AIM A:
Answer these questions using the excerpt on the LCD pixel structure, giving each answer on its own line marked the same way:
(i) What line width range is given for the storage line 70?
(ii) What does the storage electrode 80 overlap to form the storage capacitor Cst?
(iii) With what thickness is the first alignment layer 210 formed?

SELECTED EXTRACT:
In addition, storage line 70 may have a large line width D. For
example, the line width D of the storage line 70 is about 6 to
about 10 .mu.m. This is because an overlay between the storage line
70 and the pixel electrode 200 should be considered and the
distance between the two adjacent pixel electrodes 200 may be, for
example, about 2.5 .mu.m or more. The aperture ratio can be further
enhanced by reducing the size of the storage electrode 80 because
the kick-back voltage can be lowered as the line width D of the
storage line 70 is increased. Since one storage line 70 overlaps
the two pixel electrodes 200 that are adjacent to each other in a
longitudinal direction, a distance C between the pixel electrode
200 and the gate line 50 becomes greater, thereby decreasing the
parasite capacitance. Therefore, if the kick-back voltage is
maintained at the same level as the conventional LCD device, the
size of the storage electrode 80 can be reduced and the aperture
ratio can be further enhanced.
[0054] The storage electrode 80 is formed of the same material as
the gate line 50 on the same plane as the gate line 50. The storage
electrode 80 overlaps the drain electrode 150 of the TFT 47 with
the gate insulating layer 100 disposed therebetween, thereby
forming a storage capacitor Cst. The storage electrode 80 maintains
the pixel voltage applied to the pixel electrode 200 during one
frame by using the common voltage from the storage line 70.
[0055] The dummy gate pattern 90 is formed of the same material as
the gate line 50 on the same plane as the gate line 50. To
eliminate the right and left margin caused by a misalignment of
assembly equipment during an assembly process, the dummy gate
pattern 90 overlaps both sides of the pixel electrode 200. In this
embodiment, the line width of the dummy gate pattern 90 is wider
than that of the data line 130. For example, the line width of the
dummy gate pattern 90 may be about 6 to about 14 .mu.m. However, if
the data line 130 and the pixel electrode 200 further overlap, the
dummy gate pattern 90 may not be formed.
[0056] The first alignment layer 210 controls the alignment status
of the liquid crystal 20 by an interface effect. The alignment
layer 210 is formed with a thickness of several hundred .ANG. to
several thousand .ANG. and has a high resistivity value to keep
electric stability between the liquid crystal 20 and the pixel
electrode 200.
[0057] The color filter substrate 220 includes a black matrix 240
for preventing a light leakage current of the TFT 47, a color
filter 250 for forming colors, an overcoat 260 for covering the
black matrix 240 and the color filter 250, a common electrode 270
formed on the overcoat 260, a column spacer 280 for maintaining a
cell gap, and a second alignment layer 290 for covering the common
electrode 270 and the column spacer 280, all of which are formed on
a second substrate 230.

DATA SECTION:
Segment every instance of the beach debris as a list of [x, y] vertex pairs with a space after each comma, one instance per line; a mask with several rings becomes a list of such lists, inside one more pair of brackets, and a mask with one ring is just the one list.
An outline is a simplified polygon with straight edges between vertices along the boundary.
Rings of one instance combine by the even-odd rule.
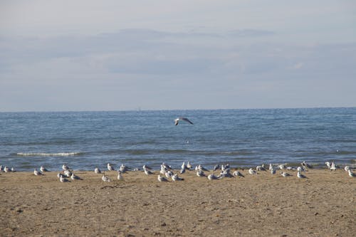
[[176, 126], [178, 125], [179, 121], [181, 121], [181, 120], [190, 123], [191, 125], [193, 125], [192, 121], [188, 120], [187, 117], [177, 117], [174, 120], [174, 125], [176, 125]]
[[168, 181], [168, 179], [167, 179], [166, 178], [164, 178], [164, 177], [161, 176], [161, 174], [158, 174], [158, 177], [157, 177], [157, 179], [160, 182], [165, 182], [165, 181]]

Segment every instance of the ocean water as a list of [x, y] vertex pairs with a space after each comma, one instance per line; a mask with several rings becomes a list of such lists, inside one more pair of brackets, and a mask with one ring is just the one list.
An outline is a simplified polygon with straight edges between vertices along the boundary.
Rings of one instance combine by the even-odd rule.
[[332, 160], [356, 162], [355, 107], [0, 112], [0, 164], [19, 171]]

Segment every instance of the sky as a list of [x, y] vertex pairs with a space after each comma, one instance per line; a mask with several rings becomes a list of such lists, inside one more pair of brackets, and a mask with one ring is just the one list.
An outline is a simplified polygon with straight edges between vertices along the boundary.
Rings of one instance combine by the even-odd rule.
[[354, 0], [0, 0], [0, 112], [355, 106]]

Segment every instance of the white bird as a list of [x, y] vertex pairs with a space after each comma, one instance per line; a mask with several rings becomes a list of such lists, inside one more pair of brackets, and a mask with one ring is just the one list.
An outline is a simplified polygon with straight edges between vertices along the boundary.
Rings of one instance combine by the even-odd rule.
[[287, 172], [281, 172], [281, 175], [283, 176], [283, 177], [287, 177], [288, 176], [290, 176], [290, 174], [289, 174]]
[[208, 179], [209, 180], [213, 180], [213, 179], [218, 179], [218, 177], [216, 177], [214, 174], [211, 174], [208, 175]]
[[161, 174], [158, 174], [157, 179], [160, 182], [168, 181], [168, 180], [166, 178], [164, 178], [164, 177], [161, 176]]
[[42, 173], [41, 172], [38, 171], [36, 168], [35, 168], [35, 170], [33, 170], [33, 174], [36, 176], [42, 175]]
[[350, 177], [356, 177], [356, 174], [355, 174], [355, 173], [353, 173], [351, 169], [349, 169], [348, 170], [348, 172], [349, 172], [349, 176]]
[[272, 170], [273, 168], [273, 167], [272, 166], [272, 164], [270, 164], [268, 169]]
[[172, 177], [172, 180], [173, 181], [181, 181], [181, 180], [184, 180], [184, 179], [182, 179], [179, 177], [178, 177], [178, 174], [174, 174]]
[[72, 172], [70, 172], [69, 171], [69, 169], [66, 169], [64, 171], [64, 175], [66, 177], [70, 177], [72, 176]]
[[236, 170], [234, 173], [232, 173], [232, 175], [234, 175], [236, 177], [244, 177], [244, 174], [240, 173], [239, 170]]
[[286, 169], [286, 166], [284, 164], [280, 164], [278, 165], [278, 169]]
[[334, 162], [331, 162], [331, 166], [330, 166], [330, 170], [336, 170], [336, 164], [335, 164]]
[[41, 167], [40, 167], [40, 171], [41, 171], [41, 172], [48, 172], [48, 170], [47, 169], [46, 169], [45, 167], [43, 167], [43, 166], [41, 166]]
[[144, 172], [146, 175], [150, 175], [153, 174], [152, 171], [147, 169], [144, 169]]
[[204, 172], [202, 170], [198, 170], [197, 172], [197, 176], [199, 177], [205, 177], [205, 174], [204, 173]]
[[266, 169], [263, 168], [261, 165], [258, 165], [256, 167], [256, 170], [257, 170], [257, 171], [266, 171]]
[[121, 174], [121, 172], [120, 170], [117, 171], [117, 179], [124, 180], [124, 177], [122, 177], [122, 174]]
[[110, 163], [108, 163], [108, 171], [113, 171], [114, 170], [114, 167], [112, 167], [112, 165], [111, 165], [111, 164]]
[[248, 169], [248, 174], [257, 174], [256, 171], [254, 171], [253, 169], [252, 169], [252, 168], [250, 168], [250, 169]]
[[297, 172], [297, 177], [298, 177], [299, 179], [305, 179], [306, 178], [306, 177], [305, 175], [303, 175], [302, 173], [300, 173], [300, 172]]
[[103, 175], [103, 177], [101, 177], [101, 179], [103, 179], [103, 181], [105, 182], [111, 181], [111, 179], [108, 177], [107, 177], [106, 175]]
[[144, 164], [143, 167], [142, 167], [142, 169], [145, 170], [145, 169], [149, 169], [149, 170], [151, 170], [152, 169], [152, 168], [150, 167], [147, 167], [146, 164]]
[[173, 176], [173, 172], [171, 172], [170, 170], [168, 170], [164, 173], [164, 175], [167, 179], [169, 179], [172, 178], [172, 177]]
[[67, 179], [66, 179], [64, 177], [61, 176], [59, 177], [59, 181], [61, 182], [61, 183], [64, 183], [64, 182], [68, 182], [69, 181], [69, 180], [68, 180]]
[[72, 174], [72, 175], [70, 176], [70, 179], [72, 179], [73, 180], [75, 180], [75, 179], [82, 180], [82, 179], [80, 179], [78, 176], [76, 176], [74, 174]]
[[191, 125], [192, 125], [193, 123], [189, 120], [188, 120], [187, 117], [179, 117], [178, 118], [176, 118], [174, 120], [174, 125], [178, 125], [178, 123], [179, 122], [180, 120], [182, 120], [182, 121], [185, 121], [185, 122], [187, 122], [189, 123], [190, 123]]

AIM B: Rewrite the stretch of the records from the line that contains "Segment every instance of the sky" through the line that contains "[[354, 0], [0, 0], [0, 112], [355, 106]]" as a numbered list, leaving out any blank lines.

WRITTEN RESPONSE A:
(i) About 6 to about 10 μm.
(ii) The drain electrode 150 of the TFT 47, with the gate insulating layer 100 between them.
(iii) Several hundred Å to several thousand Å.

WRITTEN RESPONSE B:
1. Segment every instance of the sky as a list of [x, y] vertex pairs with a space after each comma, one instance per line; a mask with several rings becomes a list of such lists, inside one more pair of brackets, and a mask with one ring is just the one list.
2. An outline is a simplified polygon with straight edges between vertices along the boundary.
3. Rings of one instance combine by the even-odd rule.
4. [[354, 0], [0, 0], [0, 112], [355, 106]]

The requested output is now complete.